LA TONALITÉ EN LOMONGO.
LA TONALITÉ EN LOMONGO.

Père Gustaaf Hulstaert, spécialiste du lomongo
Après avoir évoqué quelques aspects linguistiques spécifiques en langues « ngbandi » et « kongo », nous aborderons aujourd’hui ce qui caractérise le plus le « lomongo », à savoir sa tonalité. Il est de notoriété publique que la plupart de grands artistes musiciens des deux rives sont issus de cette ethnie, et qu’ils disposent d’un accent musical dans leurs gènes.
Avant de décortiquer brièvement la tonalité en lomongo, qu’il nous soit permis de noter que cette notion fait partie de la linguistique, un cours que tout le monde sur ce site n’a pas appris. Nous éviterons à cet égard de soulever les points scientifiques incompréhensibles par le commun des mortels. Raison pour laquelle nous avons privilégié des exemples pour ceux qui ne s'intéressent pas à la théorie.
Pour préparer cet article, nous avons recouru à notre cours de "linguistique africaine" dispensé par le professeur Marcel Kadima, et à « La grammaire du Lomongo », publié en 1958 par Albert De Rop M.S.C , Dr en linguistique africaine , qui s’est inspiré des publications sur la littérature Lomongo, du Père Gustaaf Hulstaert.
Nous estimons que nos différents articles sur les particularités des langues africaines vont servir les nombreux chercheurs qui s’enquièrent souvent auprès de notre site.
Définition de la tonalité.
Selon les notions générales de la linguistique africaine, « phonétiquement le ton est la hauteur relative à laquelle chaque son ou mieux chaque syllabe est prononcée. Cette hauteur, qui est toujours présente, peut avoir une valeur distinctive dans une langue ; cela est précisément le cas pour la grande majorité des langues africaines ».
De son côté, Albert De Rop, le spécialiste du lomongo, écrit que « le ton ( l’accent de hauteur, accent musical) consiste dans une élévation de la voix . Chaque syllabe du mot a sa tonalité propre ». Il ajoute que « le ton est relatif, c’est-à-dire la hauteur varie d’après les personnes qui parlent. (hommes, femmes, ou enfants). Selon qu’on parle plus ou moins vite ». Il précise encore que « le ton est le plus aisément perçu quand des personnes se parlent à distance.
En lomongo, comme dans beaucoup de langues africaines, on distingue deux tons simples : le ton haut- á- et le ton bas –a-. La combinaison de ces deux tons donne deux tons doubles : un ton montant-ᾰ- et un ton descendant-â-.
En lomongo, les tons ont une valeur sémantique, c’est-à-dire qu’ils déterminent la signification des mots.
Exemples.

=-=-=-=-=

### OBJECTIF
D'après l'extrait, quels sont les deux tons simples que l'on distingue en lomongo ? Les lignes qui suivent n'ont aucun lien avec l'extrait.

### LISTE DES LIGNES
=-=-=-=-=

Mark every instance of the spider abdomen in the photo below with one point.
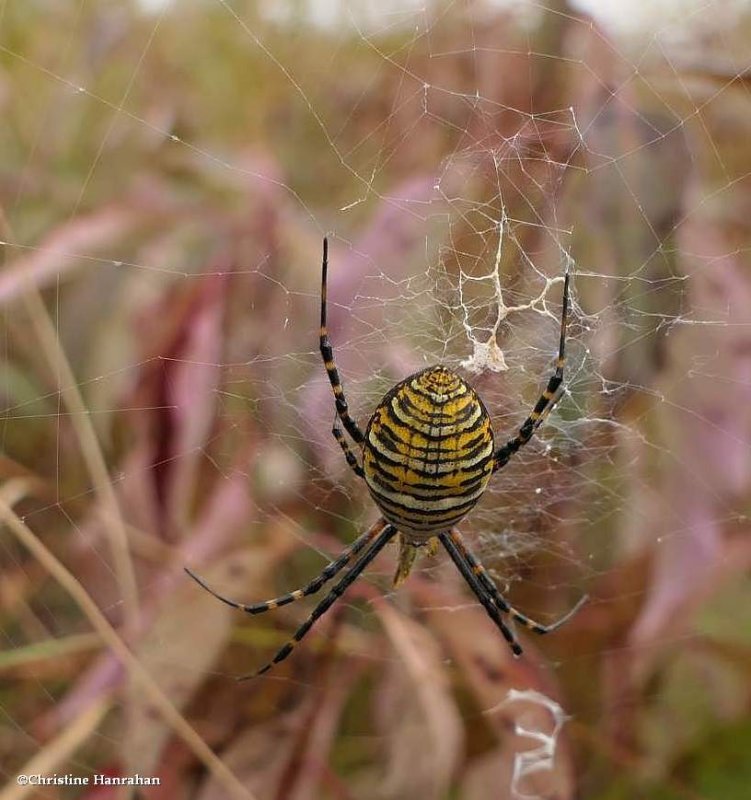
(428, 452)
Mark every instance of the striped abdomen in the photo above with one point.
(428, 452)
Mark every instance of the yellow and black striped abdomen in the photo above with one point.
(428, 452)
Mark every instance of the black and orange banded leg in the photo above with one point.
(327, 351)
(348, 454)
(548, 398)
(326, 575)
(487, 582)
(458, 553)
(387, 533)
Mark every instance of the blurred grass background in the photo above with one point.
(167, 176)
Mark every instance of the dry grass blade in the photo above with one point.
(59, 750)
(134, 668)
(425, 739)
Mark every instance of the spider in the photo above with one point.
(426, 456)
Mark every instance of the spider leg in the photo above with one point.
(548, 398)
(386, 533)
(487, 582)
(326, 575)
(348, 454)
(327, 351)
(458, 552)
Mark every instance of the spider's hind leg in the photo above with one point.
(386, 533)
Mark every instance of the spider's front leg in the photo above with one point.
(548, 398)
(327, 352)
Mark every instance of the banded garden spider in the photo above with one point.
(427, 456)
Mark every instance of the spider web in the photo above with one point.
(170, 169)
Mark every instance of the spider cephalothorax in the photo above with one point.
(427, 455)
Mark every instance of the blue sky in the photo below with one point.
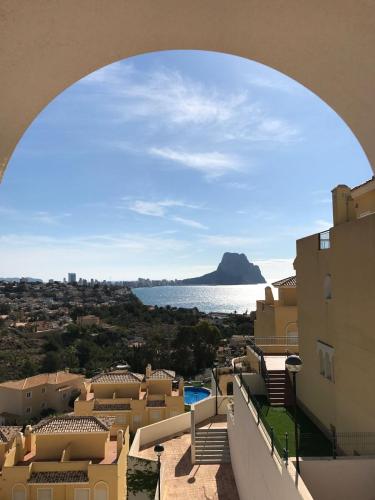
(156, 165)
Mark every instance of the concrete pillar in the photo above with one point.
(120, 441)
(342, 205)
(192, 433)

=-=-=-=-=

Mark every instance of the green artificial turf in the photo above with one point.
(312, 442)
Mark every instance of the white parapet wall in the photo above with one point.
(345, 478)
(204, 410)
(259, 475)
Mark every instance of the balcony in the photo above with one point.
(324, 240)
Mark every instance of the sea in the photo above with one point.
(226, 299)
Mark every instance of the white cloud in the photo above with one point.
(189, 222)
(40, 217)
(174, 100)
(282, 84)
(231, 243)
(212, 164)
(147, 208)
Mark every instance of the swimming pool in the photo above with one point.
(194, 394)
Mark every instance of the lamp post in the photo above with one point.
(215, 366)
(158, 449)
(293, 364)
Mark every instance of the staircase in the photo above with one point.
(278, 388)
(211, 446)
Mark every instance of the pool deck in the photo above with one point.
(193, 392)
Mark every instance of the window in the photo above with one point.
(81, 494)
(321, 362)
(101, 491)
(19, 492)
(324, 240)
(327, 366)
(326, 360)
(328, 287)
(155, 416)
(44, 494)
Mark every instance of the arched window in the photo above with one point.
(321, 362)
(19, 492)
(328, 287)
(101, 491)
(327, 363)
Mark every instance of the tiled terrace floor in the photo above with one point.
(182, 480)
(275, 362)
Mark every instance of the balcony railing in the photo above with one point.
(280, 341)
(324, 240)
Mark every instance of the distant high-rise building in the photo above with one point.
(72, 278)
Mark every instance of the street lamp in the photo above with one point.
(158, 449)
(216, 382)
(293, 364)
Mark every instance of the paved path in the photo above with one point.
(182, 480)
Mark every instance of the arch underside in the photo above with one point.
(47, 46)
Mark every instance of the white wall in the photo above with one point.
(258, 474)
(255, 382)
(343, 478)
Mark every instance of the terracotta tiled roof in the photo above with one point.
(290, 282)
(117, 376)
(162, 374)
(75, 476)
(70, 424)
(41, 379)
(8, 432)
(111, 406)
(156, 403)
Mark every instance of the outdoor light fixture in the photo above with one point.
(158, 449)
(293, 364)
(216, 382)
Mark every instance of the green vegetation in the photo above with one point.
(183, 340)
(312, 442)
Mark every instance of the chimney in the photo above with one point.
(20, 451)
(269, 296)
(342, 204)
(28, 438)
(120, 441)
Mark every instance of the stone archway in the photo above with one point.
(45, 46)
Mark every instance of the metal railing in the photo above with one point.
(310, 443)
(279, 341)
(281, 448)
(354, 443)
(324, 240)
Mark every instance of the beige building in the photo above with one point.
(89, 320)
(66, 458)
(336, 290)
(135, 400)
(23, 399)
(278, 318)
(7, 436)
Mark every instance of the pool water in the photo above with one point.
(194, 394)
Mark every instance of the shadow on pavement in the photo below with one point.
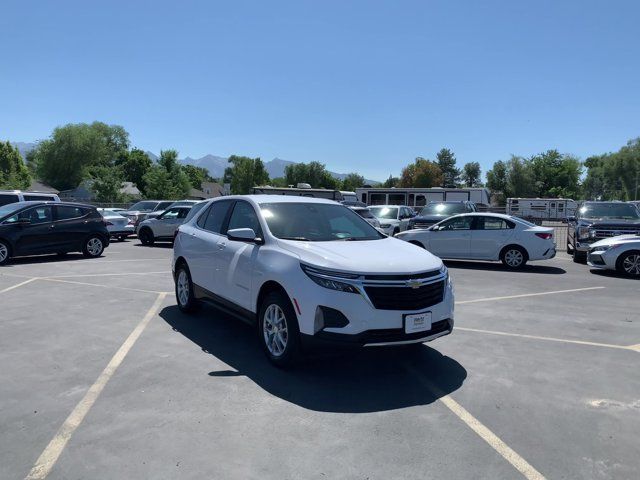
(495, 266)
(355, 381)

=-=-=-=-=

### RÉPONSE ATTENDUE
Le ton haut et le ton bas.